Stored data entries

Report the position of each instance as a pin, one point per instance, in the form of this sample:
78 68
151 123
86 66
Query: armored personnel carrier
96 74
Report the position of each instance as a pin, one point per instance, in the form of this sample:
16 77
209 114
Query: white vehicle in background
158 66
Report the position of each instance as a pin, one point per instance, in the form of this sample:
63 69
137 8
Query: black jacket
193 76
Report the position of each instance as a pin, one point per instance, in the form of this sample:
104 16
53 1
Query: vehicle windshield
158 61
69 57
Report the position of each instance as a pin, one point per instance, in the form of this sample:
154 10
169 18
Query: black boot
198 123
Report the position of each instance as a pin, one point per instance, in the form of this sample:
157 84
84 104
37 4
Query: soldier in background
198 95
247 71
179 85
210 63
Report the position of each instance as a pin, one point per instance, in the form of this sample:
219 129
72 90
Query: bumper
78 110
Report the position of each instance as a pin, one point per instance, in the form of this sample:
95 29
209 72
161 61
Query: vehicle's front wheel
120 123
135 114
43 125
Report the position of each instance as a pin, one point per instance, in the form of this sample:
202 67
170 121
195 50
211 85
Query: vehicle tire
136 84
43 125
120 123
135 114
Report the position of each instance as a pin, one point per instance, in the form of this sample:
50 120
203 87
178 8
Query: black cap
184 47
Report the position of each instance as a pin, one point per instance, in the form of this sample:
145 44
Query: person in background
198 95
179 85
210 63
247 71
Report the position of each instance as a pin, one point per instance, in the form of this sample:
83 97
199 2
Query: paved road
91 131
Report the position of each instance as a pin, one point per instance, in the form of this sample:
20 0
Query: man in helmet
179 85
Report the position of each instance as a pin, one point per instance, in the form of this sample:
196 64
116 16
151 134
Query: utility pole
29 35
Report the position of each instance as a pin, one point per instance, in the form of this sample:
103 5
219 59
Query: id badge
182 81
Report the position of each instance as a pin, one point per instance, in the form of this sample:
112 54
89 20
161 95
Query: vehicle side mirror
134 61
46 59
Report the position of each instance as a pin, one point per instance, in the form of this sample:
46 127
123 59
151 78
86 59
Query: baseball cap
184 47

→ What you should do
An exact copy of every entry above is the expected answer.

→ Solution to this problem
Report the position of each instance as a pin, one point per instance, in the form of this sample:
78 68
151 123
86 66
Query: armored personnel carrier
96 74
Report the position of each instance as a pin, one point per instance, in the form of this sample:
16 77
209 114
Query: white vehicle in background
158 66
Report the position of each instance as a pin, one point per instance, in the form of this sample:
63 69
137 8
Query: black jacket
193 76
Report the position of each instance as a pin, one point per instance, in the form of this sample:
104 16
53 1
Query: vehicle windshield
158 61
69 57
Report the position of each instance as a pin, one point per instance, in the form of this sample:
154 10
169 18
Query: black boot
198 123
Report the position of each instance as a pin, one point per instance, in the form of this sample:
157 84
84 104
37 4
Query: soldier in background
198 95
247 71
179 85
210 63
Report the position of each instance as a pin, one point per instance, in the form of this sample:
219 129
72 90
Query: bumper
78 110
Report the position of each instance as a pin, one point per instance, in the form of this sample:
95 29
209 72
161 61
Query: vehicle's front wheel
120 123
135 114
43 125
Report the position of each instance as a pin, one point per instance, in the form of this sample:
202 67
170 121
195 50
211 85
Query: vehicle tire
136 84
43 125
120 123
135 114
Report the position of each instance as a pin, one point per instance, in the form of this sample:
50 120
203 87
178 8
Query: black cap
184 47
Report the position of each instance as a pin, one point per instance, in the form of this sample:
145 44
Query: person in background
198 95
179 85
210 63
247 71
Report the position of each instance as a pin, one point per instance, in the form of this sample:
83 97
199 2
Query: paved road
91 131
Report the position of each instance as a pin, one point per instance, in the form of this sample:
20 0
Query: man in helmet
179 85
Report the position of each instance as a pin, one point per instance, in the form of this sample:
196 64
116 16
151 134
Query: utility pole
29 35
Report the position of each instance as a pin, one point per instance, in the form of this sample:
103 5
219 59
Query: id badge
182 81
Report the position of each instance as a pin, one point per instance, in the form of this sample:
112 54
89 20
161 95
Query: vehicle side mirror
134 61
46 59
Report the position of each instance as a pin, one point per instance, in the form of this sample:
46 127
123 59
151 78
86 59
Query: baseball cap
184 47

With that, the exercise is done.